## [Work to do]
Write out exactly the lines below that run from the line containing "the white cloud" through the last line of the records.

## [Input material]
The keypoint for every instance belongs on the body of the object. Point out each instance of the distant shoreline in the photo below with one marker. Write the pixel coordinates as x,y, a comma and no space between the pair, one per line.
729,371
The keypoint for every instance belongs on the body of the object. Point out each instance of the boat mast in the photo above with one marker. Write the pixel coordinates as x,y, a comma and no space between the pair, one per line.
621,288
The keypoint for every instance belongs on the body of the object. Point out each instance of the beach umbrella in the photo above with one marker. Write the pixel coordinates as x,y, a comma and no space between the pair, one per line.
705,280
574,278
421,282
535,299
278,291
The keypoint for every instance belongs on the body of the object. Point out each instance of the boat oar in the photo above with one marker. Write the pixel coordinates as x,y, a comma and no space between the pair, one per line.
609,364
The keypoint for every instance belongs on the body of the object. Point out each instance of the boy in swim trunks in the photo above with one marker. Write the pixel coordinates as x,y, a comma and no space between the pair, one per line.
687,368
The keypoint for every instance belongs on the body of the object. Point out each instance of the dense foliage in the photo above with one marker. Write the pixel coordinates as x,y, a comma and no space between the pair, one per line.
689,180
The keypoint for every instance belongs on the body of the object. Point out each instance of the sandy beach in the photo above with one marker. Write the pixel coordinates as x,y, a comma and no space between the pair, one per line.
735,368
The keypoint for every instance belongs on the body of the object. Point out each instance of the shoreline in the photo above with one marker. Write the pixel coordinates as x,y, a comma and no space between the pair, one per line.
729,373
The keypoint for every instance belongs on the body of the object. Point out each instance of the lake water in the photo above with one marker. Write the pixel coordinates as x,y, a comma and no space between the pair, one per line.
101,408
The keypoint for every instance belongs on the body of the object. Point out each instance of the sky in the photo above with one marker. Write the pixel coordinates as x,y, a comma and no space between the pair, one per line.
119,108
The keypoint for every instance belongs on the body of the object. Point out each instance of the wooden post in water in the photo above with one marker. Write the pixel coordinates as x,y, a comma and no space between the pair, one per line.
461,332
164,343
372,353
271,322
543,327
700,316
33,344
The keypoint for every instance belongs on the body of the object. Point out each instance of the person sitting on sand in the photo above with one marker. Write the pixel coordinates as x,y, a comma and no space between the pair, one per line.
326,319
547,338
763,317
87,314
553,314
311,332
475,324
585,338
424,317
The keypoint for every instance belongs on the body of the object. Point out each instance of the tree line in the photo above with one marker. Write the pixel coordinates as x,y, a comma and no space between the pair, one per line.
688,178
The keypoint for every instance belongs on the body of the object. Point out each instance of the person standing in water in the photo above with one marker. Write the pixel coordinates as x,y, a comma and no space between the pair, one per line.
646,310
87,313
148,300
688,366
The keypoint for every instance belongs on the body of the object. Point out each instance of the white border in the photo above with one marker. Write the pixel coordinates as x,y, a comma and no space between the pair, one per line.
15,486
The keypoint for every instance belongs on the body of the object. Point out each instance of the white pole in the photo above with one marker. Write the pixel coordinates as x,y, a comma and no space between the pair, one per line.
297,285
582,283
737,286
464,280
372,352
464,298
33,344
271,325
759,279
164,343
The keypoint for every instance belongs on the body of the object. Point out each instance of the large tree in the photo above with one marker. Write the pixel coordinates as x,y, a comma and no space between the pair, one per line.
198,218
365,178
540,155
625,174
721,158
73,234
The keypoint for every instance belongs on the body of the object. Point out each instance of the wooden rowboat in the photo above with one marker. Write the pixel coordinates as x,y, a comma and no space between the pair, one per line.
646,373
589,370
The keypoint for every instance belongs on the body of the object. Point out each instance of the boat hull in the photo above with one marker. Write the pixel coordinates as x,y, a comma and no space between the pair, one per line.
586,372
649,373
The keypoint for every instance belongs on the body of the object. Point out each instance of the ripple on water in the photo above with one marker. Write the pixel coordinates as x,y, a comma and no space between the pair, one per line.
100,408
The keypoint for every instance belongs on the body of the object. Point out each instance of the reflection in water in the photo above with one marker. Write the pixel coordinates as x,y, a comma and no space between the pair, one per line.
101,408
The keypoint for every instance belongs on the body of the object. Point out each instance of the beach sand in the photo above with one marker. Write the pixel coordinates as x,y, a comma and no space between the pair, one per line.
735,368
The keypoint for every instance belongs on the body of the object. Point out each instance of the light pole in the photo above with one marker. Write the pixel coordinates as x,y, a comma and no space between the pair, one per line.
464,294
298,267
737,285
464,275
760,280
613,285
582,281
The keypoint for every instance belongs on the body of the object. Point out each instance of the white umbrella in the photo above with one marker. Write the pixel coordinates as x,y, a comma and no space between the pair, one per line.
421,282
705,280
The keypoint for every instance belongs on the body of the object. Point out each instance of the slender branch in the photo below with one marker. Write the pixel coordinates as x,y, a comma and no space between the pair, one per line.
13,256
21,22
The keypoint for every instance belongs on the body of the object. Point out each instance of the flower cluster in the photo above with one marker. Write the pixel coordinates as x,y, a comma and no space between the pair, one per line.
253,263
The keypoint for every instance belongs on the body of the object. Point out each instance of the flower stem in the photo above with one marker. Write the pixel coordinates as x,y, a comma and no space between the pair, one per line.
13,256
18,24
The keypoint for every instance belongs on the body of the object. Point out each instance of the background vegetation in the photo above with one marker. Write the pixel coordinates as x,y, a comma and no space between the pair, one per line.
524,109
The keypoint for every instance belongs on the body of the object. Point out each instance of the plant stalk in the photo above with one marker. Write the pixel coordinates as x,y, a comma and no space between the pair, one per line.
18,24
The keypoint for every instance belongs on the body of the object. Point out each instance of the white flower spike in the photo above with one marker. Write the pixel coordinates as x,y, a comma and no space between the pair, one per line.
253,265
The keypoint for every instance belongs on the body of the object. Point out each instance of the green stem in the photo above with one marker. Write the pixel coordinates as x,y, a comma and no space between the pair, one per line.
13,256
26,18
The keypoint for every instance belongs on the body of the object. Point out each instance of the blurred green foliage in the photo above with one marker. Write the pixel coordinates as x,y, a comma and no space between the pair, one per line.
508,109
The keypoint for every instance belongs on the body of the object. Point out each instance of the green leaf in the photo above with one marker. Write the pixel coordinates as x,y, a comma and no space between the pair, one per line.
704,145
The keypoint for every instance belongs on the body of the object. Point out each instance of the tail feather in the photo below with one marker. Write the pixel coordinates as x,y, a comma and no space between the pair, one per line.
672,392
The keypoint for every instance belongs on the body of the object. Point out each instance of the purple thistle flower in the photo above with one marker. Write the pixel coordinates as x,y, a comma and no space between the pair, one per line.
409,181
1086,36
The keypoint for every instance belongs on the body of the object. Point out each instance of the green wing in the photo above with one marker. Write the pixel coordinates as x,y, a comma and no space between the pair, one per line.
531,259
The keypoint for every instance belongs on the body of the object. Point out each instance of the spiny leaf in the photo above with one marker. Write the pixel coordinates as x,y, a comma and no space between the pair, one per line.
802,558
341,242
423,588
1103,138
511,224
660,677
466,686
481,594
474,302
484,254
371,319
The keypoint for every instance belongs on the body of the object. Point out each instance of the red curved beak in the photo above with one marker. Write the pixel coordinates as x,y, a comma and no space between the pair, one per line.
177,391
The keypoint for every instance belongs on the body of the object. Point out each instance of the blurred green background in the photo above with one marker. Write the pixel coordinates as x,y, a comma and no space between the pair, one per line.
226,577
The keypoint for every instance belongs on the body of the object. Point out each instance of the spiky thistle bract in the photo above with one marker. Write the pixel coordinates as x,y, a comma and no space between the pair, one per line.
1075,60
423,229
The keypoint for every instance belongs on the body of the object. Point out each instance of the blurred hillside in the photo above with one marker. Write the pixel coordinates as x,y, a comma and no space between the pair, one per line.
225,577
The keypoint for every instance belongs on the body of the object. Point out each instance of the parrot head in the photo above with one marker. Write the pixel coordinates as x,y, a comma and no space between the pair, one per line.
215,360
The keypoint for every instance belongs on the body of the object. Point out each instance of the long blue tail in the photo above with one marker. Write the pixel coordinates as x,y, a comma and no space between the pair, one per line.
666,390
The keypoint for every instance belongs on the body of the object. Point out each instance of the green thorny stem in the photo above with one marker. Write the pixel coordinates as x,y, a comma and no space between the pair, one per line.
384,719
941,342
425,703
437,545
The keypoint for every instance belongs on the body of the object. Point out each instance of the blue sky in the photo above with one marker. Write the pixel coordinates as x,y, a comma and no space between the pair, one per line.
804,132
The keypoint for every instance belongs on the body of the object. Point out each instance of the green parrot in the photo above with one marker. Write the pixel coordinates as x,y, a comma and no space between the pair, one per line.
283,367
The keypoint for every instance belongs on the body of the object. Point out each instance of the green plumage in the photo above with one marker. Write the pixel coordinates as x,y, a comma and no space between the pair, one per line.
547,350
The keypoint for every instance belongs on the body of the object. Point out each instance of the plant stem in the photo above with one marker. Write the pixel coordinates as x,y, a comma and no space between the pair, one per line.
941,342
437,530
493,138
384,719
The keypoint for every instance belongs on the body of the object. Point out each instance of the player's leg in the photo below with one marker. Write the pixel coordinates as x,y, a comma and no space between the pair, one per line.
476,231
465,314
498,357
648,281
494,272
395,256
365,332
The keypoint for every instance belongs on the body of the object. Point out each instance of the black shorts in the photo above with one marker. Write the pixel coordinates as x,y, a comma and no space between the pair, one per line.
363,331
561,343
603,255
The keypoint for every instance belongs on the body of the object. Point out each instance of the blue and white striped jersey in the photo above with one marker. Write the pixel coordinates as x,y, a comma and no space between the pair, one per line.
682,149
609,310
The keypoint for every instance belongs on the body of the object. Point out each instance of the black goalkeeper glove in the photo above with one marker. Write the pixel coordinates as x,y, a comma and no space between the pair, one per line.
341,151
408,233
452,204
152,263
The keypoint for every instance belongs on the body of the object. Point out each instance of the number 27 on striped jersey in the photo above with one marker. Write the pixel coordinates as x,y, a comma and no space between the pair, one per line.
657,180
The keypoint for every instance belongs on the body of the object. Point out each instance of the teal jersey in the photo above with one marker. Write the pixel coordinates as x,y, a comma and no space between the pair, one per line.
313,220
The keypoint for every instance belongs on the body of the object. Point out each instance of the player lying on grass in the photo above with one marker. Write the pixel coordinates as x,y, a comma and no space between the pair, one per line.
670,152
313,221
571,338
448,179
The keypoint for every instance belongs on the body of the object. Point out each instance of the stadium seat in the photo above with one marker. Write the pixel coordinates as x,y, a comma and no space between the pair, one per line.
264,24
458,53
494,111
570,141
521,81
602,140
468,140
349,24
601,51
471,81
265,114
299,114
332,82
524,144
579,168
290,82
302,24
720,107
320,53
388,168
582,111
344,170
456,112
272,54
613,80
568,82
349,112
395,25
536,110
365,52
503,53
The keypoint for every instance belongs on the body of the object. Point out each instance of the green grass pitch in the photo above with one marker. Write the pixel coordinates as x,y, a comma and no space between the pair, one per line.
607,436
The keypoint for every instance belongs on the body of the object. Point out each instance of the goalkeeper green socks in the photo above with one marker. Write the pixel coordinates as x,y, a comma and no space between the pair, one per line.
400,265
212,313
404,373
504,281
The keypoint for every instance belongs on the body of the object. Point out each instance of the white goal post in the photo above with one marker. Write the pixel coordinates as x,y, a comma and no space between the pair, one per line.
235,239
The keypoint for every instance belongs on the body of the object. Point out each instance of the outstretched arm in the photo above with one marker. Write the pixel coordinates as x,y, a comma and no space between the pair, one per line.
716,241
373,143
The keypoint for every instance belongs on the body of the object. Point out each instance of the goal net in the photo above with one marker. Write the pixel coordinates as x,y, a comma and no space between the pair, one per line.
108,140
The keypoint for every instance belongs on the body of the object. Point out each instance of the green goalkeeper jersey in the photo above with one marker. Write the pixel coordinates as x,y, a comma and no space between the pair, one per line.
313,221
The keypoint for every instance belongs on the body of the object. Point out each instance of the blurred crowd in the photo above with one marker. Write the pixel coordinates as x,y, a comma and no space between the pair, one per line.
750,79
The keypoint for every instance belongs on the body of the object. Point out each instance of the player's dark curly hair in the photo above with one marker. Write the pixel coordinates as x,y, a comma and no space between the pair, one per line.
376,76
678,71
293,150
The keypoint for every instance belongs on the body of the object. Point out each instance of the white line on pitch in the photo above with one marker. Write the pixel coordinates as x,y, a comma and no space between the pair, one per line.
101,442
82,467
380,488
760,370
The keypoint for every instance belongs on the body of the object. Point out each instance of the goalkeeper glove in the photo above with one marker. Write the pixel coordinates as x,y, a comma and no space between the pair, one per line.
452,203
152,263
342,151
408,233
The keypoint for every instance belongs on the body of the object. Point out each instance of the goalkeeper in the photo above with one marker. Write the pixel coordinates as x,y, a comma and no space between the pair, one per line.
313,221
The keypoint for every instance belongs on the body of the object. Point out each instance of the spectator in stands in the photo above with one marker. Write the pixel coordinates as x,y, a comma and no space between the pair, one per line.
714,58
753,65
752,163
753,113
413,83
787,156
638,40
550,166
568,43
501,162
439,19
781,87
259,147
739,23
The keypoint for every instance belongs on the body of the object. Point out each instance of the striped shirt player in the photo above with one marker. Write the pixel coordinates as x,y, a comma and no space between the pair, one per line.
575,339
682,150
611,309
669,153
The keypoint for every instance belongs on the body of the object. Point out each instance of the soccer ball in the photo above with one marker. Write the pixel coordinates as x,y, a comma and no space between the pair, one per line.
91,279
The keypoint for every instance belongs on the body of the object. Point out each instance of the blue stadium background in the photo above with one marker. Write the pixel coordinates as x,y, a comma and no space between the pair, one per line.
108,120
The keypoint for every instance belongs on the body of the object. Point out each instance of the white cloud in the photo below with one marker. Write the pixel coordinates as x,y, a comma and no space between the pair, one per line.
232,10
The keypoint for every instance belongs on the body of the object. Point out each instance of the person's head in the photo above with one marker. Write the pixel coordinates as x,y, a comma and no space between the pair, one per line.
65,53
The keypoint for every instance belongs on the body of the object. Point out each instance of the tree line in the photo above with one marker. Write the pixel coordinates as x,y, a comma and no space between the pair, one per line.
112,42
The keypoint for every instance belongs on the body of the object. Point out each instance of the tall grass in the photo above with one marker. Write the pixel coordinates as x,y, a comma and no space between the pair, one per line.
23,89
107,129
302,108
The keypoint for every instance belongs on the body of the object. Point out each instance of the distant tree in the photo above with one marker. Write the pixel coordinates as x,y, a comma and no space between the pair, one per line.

## [The reply]
The keypoint for every instance belongs on the body of the object. Point out each instance of the white cloud in the photo below with one marker. Write the pixel coordinates as x,y, a comma and no space between the pair, one per line.
232,10
The keypoint for every instance belongs on the body of the object. Point out each instance of the person's head in the photo above with one marker. Write the pixel coordinates as x,y, a comma and no space between the pair, one per line.
65,53
The keypoint for every instance belongs on the body of the object. Point out each instance of the tree line in the photo above with one marker. Write the pixel coordinates as x,y, a comma and no space between the pair, one per line.
112,42
The keypoint for every instance belongs on the body of the object. Point out each instance of the tall grass in the photo above with one marker. Write the pixel coordinates as x,y, a comma and no space between the pair, one per line.
23,89
107,129
302,108
The keypoint for every instance belongs on the body of the object. Point out each instance of the distant tree in the photo above with one marker. Write the pixel coordinates as x,y, a comma and no space between the pair, one per line.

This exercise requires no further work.